__AIM OF THE EXERCISE__:
Render the rows below as a numbered list, from the line containing "Mark the blue curtain." through the end of the rows, both ends included. Leave out blank lines.

__PROVIDED RECORDS__:

** begin **

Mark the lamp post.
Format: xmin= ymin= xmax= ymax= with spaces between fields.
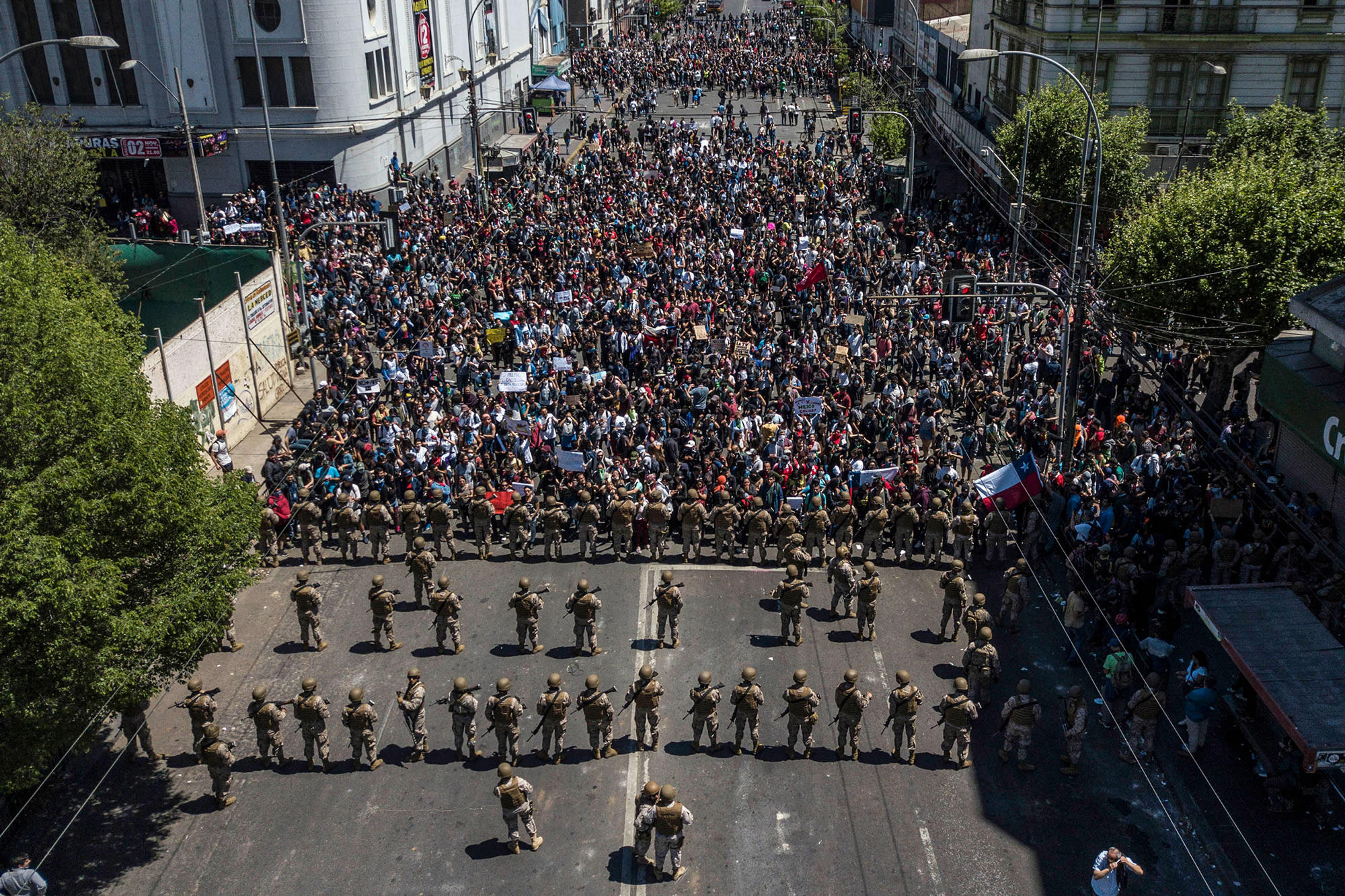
xmin=117 ymin=59 xmax=210 ymax=246
xmin=958 ymin=48 xmax=1102 ymax=475
xmin=1173 ymin=60 xmax=1228 ymax=177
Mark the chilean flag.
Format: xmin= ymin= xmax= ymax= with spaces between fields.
xmin=971 ymin=451 xmax=1041 ymax=510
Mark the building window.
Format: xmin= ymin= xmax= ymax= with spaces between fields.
xmin=1289 ymin=58 xmax=1322 ymax=109
xmin=238 ymin=56 xmax=261 ymax=106
xmin=289 ymin=56 xmax=317 ymax=106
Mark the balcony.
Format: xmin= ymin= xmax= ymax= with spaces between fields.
xmin=1145 ymin=7 xmax=1256 ymax=34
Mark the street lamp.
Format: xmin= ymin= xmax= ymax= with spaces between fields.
xmin=958 ymin=47 xmax=1102 ymax=474
xmin=117 ymin=59 xmax=210 ymax=246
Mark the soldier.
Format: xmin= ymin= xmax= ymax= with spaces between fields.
xmin=364 ymin=489 xmax=393 ymax=564
xmin=939 ymin=678 xmax=976 ymax=768
xmin=654 ymin=569 xmax=682 ymax=650
xmin=995 ymin=559 xmax=1028 ymax=635
xmin=406 ymin=537 xmax=438 ymax=610
xmin=888 ymin=669 xmax=924 ymax=766
xmin=180 ymin=676 xmax=219 ymax=762
xmin=729 ymin=666 xmax=765 ymax=756
xmin=855 ymin=560 xmax=882 ymax=641
xmin=803 ymin=495 xmax=831 ymax=564
xmin=576 ymin=676 xmax=616 ymax=759
xmin=289 ymin=569 xmax=327 ymax=651
xmin=492 ymin=763 xmax=542 ymax=856
xmin=289 ymin=678 xmax=332 ymax=772
xmin=999 ymin=678 xmax=1041 ymax=771
xmin=859 ymin=493 xmax=888 ymax=560
xmin=952 ymin=501 xmax=976 ymax=569
xmin=635 ymin=784 xmax=694 ymax=881
xmin=121 ymin=697 xmax=164 ymax=762
xmin=342 ymin=688 xmax=385 ymax=771
xmin=542 ymin=495 xmax=570 ymax=560
xmin=635 ymin=780 xmax=659 ymax=865
xmin=293 ymin=489 xmax=323 ymax=567
xmin=690 ymin=671 xmax=720 ymax=752
xmin=892 ymin=491 xmax=920 ymax=564
xmin=925 ymin=498 xmax=952 ymax=567
xmin=247 ymin=685 xmax=286 ymax=766
xmin=962 ymin=626 xmax=999 ymax=708
xmin=771 ymin=564 xmax=808 ymax=646
xmin=710 ymin=491 xmax=741 ymax=560
xmin=429 ymin=576 xmax=463 ymax=657
xmin=508 ymin=577 xmax=546 ymax=654
xmin=336 ymin=495 xmax=363 ymax=561
xmin=827 ymin=542 xmax=859 ymax=619
xmin=1120 ymin=673 xmax=1167 ymax=766
xmin=781 ymin=669 xmax=822 ymax=759
xmin=574 ymin=491 xmax=603 ymax=560
xmin=835 ymin=669 xmax=873 ymax=760
xmin=537 ymin=673 xmax=570 ymax=763
xmin=939 ymin=560 xmax=967 ymax=641
xmin=748 ymin=495 xmax=775 ymax=565
xmin=677 ymin=489 xmax=707 ymax=564
xmin=625 ymin=663 xmax=663 ymax=751
xmin=196 ymin=723 xmax=237 ymax=809
xmin=369 ymin=576 xmax=402 ymax=650
xmin=644 ymin=491 xmax=672 ymax=563
xmin=831 ymin=489 xmax=859 ymax=552
xmin=425 ymin=486 xmax=457 ymax=560
xmin=397 ymin=666 xmax=429 ymax=763
xmin=565 ymin=579 xmax=603 ymax=657
xmin=1060 ymin=685 xmax=1088 ymax=775
xmin=467 ymin=486 xmax=495 ymax=560
xmin=486 ymin=678 xmax=523 ymax=764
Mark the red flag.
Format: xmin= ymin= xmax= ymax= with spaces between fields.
xmin=795 ymin=261 xmax=827 ymax=292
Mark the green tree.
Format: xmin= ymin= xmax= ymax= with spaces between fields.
xmin=0 ymin=222 xmax=257 ymax=792
xmin=0 ymin=104 xmax=121 ymax=284
xmin=995 ymin=82 xmax=1153 ymax=234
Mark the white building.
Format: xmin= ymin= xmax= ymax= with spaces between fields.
xmin=0 ymin=0 xmax=538 ymax=223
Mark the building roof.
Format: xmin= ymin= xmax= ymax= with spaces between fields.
xmin=113 ymin=241 xmax=270 ymax=352
xmin=1289 ymin=274 xmax=1345 ymax=344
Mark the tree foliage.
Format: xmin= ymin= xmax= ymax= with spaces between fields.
xmin=995 ymin=82 xmax=1151 ymax=234
xmin=0 ymin=219 xmax=257 ymax=791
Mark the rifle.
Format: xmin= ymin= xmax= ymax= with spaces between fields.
xmin=617 ymin=669 xmax=659 ymax=716
xmin=644 ymin=581 xmax=686 ymax=607
xmin=570 ymin=688 xmax=616 ymax=716
xmin=682 ymin=681 xmax=738 ymax=719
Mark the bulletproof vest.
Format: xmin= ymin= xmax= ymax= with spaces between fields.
xmin=943 ymin=694 xmax=971 ymax=725
xmin=1009 ymin=700 xmax=1037 ymax=725
xmin=500 ymin=778 xmax=527 ymax=811
xmin=785 ymin=685 xmax=812 ymax=719
xmin=654 ymin=803 xmax=682 ymax=837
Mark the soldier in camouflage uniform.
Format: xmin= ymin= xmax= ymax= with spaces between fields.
xmin=340 ymin=688 xmax=383 ymax=771
xmin=999 ymin=678 xmax=1041 ymax=771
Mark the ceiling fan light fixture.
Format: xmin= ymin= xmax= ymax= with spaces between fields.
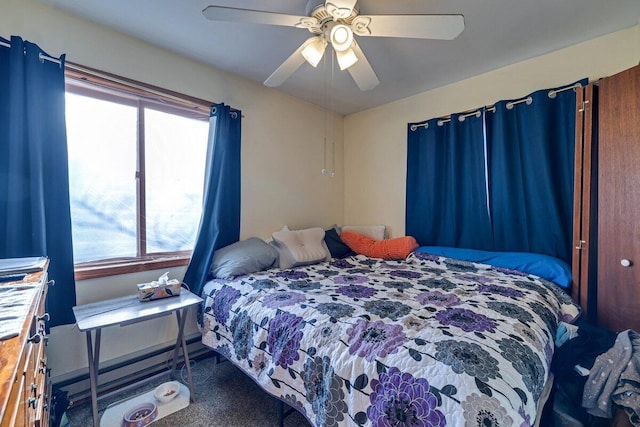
xmin=336 ymin=48 xmax=358 ymax=71
xmin=329 ymin=24 xmax=353 ymax=52
xmin=302 ymin=37 xmax=327 ymax=68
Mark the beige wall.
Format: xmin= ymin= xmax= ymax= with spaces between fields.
xmin=344 ymin=26 xmax=640 ymax=236
xmin=0 ymin=0 xmax=344 ymax=381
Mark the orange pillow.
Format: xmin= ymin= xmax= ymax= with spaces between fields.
xmin=340 ymin=231 xmax=418 ymax=259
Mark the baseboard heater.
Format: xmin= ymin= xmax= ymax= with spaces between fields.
xmin=53 ymin=334 xmax=214 ymax=406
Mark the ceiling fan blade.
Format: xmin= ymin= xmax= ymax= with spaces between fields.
xmin=264 ymin=37 xmax=316 ymax=87
xmin=202 ymin=6 xmax=319 ymax=28
xmin=324 ymin=0 xmax=357 ymax=19
xmin=351 ymin=15 xmax=464 ymax=40
xmin=347 ymin=41 xmax=380 ymax=91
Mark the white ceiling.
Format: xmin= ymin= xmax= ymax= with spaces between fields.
xmin=41 ymin=0 xmax=640 ymax=114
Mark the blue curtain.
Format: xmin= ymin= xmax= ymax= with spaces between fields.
xmin=184 ymin=104 xmax=242 ymax=295
xmin=405 ymin=113 xmax=492 ymax=249
xmin=486 ymin=80 xmax=587 ymax=262
xmin=0 ymin=37 xmax=76 ymax=326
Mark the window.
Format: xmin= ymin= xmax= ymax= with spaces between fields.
xmin=66 ymin=79 xmax=209 ymax=275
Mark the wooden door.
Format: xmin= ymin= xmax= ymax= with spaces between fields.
xmin=571 ymin=83 xmax=598 ymax=323
xmin=597 ymin=66 xmax=640 ymax=332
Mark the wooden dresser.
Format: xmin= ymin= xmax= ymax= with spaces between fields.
xmin=0 ymin=263 xmax=51 ymax=427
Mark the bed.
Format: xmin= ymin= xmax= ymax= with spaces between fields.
xmin=200 ymin=246 xmax=579 ymax=426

** end **

__RESPONSE TO THIS TASK__:
1. Mark the blue curtain.
2. Format: xmin= ymin= xmax= ymax= with spaces between fields.
3. xmin=184 ymin=104 xmax=242 ymax=295
4. xmin=405 ymin=113 xmax=492 ymax=249
5. xmin=486 ymin=80 xmax=587 ymax=262
6. xmin=0 ymin=37 xmax=76 ymax=326
7. Mark the window.
8. Format: xmin= ymin= xmax= ymax= with spaces between fields.
9. xmin=66 ymin=79 xmax=209 ymax=275
10. Mark the wooden door.
11. Format: xmin= ymin= xmax= ymax= with spaces between fields.
12. xmin=571 ymin=83 xmax=598 ymax=323
13. xmin=597 ymin=66 xmax=640 ymax=332
14. Mark the wooden dresser.
15. Format: xmin= ymin= xmax= ymax= with spaces between fields.
16. xmin=0 ymin=263 xmax=51 ymax=427
17. Mark the bed.
18. Format: xmin= ymin= xmax= ymax= with spaces between fields.
19. xmin=200 ymin=246 xmax=579 ymax=426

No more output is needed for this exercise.